Written exercise: Gather every line in the material below that contains the word "rabbit", copying each line in full. Matches must agree in case.
— begin Dataset extract —
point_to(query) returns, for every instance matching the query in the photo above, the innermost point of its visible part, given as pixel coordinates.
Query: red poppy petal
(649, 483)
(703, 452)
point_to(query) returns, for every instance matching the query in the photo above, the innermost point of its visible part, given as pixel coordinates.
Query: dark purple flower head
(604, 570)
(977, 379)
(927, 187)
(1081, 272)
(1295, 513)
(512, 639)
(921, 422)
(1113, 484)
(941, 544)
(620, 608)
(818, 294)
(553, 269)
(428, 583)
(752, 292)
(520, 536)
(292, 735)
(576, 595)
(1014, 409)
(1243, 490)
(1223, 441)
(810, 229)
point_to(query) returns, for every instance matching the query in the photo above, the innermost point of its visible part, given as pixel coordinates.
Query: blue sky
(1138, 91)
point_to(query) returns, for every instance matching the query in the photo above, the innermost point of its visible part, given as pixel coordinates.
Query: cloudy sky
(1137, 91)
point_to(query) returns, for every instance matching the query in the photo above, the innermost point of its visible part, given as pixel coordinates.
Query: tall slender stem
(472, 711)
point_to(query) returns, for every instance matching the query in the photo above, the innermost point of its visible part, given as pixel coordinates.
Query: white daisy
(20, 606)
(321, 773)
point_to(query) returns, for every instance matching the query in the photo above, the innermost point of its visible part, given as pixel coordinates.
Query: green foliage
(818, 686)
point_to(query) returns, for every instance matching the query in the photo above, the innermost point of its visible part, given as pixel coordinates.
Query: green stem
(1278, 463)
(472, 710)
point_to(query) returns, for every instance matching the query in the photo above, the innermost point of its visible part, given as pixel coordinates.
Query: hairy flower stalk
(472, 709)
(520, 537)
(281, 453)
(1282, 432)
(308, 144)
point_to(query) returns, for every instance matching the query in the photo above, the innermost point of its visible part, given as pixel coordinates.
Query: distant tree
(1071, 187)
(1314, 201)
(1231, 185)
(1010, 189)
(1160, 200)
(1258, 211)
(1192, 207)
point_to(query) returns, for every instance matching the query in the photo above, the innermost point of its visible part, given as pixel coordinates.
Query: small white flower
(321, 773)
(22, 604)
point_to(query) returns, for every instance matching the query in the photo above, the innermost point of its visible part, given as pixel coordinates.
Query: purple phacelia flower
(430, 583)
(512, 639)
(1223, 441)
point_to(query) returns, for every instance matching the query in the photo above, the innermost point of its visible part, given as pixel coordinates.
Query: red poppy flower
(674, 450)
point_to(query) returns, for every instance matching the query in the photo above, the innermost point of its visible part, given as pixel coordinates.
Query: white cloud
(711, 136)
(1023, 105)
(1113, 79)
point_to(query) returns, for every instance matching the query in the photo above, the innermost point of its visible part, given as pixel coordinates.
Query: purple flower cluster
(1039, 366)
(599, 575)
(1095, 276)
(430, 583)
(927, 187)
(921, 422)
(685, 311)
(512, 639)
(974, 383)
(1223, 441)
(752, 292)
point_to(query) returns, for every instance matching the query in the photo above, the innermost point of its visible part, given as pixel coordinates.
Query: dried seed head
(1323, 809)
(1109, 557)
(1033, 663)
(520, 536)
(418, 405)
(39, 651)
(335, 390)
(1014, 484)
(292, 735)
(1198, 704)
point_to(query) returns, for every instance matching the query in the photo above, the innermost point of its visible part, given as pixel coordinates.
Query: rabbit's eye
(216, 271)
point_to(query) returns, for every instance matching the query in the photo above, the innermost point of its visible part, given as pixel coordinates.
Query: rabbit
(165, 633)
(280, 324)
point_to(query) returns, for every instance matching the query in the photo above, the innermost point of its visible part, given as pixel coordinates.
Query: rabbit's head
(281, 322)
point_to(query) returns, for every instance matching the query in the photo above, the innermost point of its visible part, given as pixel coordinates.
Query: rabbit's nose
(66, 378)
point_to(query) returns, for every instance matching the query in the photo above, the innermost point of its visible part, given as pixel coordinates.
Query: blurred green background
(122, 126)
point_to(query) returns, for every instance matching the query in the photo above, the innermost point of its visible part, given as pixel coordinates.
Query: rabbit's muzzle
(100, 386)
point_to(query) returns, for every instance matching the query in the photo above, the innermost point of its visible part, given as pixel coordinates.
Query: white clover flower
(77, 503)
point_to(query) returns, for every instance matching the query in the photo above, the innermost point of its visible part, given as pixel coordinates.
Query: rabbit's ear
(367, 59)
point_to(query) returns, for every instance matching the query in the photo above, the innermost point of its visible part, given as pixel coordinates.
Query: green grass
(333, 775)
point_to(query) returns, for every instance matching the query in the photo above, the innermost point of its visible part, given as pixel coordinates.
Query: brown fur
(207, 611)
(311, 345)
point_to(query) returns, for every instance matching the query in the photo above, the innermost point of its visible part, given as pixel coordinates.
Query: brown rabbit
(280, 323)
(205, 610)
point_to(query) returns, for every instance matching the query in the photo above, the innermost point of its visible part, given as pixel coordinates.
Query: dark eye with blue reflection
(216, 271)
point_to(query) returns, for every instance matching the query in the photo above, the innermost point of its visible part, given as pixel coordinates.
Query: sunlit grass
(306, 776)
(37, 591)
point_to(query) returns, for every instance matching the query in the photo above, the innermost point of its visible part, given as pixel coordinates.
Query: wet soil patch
— end Dataset extract —
Exercise output:
Query: rabbit's eye
Query: rabbit
Query: rabbit's head
Query: rabbit's nose
Query: rabbit's muzzle
Query: rabbit's ear
Query: brown rabbit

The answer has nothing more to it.